Provided material:

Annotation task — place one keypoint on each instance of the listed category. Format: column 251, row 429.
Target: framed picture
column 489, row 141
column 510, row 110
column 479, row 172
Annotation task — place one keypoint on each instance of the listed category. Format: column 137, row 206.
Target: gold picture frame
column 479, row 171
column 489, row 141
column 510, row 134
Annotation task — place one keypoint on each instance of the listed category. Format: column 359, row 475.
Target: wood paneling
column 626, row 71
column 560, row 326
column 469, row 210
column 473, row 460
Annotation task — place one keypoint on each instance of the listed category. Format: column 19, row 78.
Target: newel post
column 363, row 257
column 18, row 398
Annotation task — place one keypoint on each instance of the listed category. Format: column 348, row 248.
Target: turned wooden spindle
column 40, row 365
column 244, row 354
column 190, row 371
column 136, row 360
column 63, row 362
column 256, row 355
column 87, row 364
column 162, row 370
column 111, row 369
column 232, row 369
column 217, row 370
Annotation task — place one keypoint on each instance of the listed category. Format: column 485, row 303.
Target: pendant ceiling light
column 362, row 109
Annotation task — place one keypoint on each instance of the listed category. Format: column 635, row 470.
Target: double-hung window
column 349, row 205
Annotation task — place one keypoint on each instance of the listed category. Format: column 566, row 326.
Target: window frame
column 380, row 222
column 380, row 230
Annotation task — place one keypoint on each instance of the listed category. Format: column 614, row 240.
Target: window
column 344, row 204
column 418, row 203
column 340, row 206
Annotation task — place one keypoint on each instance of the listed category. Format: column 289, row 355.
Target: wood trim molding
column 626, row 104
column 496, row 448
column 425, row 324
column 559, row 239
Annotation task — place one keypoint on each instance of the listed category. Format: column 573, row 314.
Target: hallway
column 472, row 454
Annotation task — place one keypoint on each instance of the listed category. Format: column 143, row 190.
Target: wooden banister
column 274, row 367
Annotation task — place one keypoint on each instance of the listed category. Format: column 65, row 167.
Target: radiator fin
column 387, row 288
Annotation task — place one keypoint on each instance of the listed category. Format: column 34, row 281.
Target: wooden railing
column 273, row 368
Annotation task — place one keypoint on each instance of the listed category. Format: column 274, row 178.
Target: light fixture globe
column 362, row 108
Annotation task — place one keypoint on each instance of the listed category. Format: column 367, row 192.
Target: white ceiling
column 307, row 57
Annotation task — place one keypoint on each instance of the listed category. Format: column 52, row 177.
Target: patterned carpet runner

What is asked: Reproduce every row above verbatim, with no changes to wording, numbers, or order.

Output of the task:
Annotation task — place one keypoint on each instance of the listed category. Format: column 251, row 429.
Target: framed picture
column 489, row 141
column 510, row 110
column 479, row 172
Annotation task — place one keypoint on each instance of the listed category. Format: column 137, row 206.
Target: gold picture frame
column 479, row 171
column 489, row 141
column 510, row 134
Annotation task — place one keypoint on each instance of the listed category. Format: column 359, row 475.
Target: wood paneling
column 626, row 71
column 560, row 326
column 469, row 210
column 473, row 460
Annotation task — place one keypoint on each instance of the listed category. Format: column 19, row 78.
Target: newel post
column 363, row 257
column 18, row 398
Annotation task — place one keypoint on each instance of the listed category. Format: column 348, row 248.
Target: turned wooden spindle
column 40, row 365
column 244, row 354
column 190, row 371
column 136, row 360
column 63, row 362
column 256, row 355
column 87, row 364
column 162, row 370
column 111, row 369
column 232, row 369
column 217, row 370
Annotation task — place one keypoint on each instance of the listed category. Format: column 485, row 303.
Target: pendant ceiling light
column 362, row 109
Annotation task — place one keypoint on each instance of the listed category. Format: column 635, row 470.
Target: double-hung window
column 349, row 205
Annotation task — place one keypoint on each instance of the listed category. Format: column 566, row 326.
Target: window frame
column 380, row 222
column 380, row 230
Annotation task — place one keypoint on each instance of the listed category. Format: column 614, row 240.
Target: window
column 344, row 204
column 418, row 203
column 340, row 206
Annotation task — place one keypoint on each instance of the listed category. Format: column 289, row 355.
Target: wood trim molding
column 626, row 104
column 496, row 448
column 425, row 324
column 559, row 239
Annotation task — place one keypoint on each instance of the listed category. Format: column 573, row 314.
Target: hallway
column 472, row 454
Annotation task — place one keypoint on each instance of the listed category. Format: column 143, row 190.
Target: wooden banister
column 274, row 367
Annotation task — place one keypoint on each instance of the listed category. Format: column 65, row 167.
Target: radiator fin
column 387, row 288
Annotation task — place one keypoint on each instance of the listed category. Format: column 34, row 281.
Target: wooden railing
column 273, row 368
Annotation task — place one keypoint on each instance of the listed category. Format: column 274, row 178.
Target: light fixture globe
column 362, row 108
Annotation task — place one keypoint on each instance of the listed category. Format: column 367, row 192.
Target: white ceiling
column 307, row 57
Annotation task — place one keypoint on each instance of the listed category. Format: column 52, row 177.
Target: patterned carpet runner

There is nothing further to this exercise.